| Document passage |

# boesemani rainbow fish help



## gondor25 (Jun 19, 2013)

I was thinking about getting some boesemani rainbow fish for my 55 gal but I wasn't sure how many I should get. I've been trying to research online but i'm just reading suggestions of anywhere from 3 to 7. Also does anyone know the best female to male ratio? If it helps, I already have a few semi aggressive fish - 9 tiger barbs, 2 kribensis, and 1 rainbow shark. Thanks!


----------



## Goby (Mar 21, 2012)

gondor25 said:


> I was thinking about getting some boesemani rainbow fish for my 55 gal but I wasn't sure how many I should get. I've been trying to research online but i'm just reading suggestions of anywhere from 3 to 7. Also does anyone know the best female to male ratio? If it helps, I already have a few semi aggressive fish - 9 tiger barbs, 2 kribensis, and 1 rainbow shark. Thanks!


1 boy and 2 girls...maybe 3. And the fish you currently have like their water soft and acidic. Brainbows like their water hard and alkaline...they like alkaline water a lot. I'm not saying those species absolutely couldn't be kept together but you'll need to find a happy medium for parameters and I'd personally titrate your other fish up to the Brainbow's water needs, rather than titrate the Brainbow's down to the other fishes water needs...and I'd do that before I introduced the Brainbows.

| Written tasks |
1. Can you extract, word for word, the part of the rainbow fish thread starting at "## gondor25 (Jun" and ending at "(Mar 21, 2012)"?
2. Can you extend the rainbow fish thread past its final sentence?

[Labeled shape records]

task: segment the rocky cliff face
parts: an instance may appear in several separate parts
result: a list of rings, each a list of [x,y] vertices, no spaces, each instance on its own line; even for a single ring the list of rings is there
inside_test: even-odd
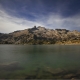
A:
[[[80,43],[80,32],[36,27],[9,34],[0,33],[0,44],[71,44]]]

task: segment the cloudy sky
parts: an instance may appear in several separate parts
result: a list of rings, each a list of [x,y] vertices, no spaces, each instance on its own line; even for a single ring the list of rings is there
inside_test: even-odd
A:
[[[34,25],[80,31],[80,0],[0,0],[0,33]]]

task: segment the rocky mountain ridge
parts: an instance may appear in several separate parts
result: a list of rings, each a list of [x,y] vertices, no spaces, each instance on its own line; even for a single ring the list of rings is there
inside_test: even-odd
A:
[[[79,44],[80,32],[66,29],[46,29],[41,26],[0,33],[0,44]]]

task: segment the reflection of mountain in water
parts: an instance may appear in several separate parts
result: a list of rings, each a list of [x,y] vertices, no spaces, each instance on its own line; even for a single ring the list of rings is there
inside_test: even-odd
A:
[[[46,69],[37,68],[34,75],[27,75],[25,79],[80,79],[80,70],[52,70],[49,67]]]

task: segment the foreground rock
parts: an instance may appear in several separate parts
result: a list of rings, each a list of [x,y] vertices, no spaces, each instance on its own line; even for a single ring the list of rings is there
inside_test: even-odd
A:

| Exercise results |
1.
## gondor25 (Jun 19, 2013)

I was thinking about getting some boesemani rainbow fish for my 55 gal but I wasn't sure how many I should get. I've been trying to research online but i'm just reading suggestions of anywhere from 3 to 7. Also does anyone know the best female to male ratio? If it helps, I already have a few semi aggressive fish - 9 tiger barbs, 2 kribensis, and 1 rainbow shark. Thanks!


----------



## Goby (Mar 21, 2012)

2.
JUST FYI- keeping these fish will require you to change all your fish over to micro pellets or flakes. If you feed larger foods and the brainbows are super hungry...they'll gorge themselves and choke cuz they can't swallow anything big. They like green water dosed daily, brine...and little bugs and larvae if you can get your hands on some...you could skim the top of a wading pool each morning, which works best if you put a light by it all night. You can freeze bugwater in ice trays and feed it throughout winter months.


----------



## Jim Albright (Jan 22, 2013)

My rainbows didnt fair to well with my semi-aggressive africans, had to move all four of them!


----------



## coralbandit (Jul 29, 2012)

I never considered rainbows even semi aggressive,but I did keep them with my Tang. cichlids.I fed them crisp flakes and new spectrum pellets.Very pretty fish.I'd watch your tigers with them though.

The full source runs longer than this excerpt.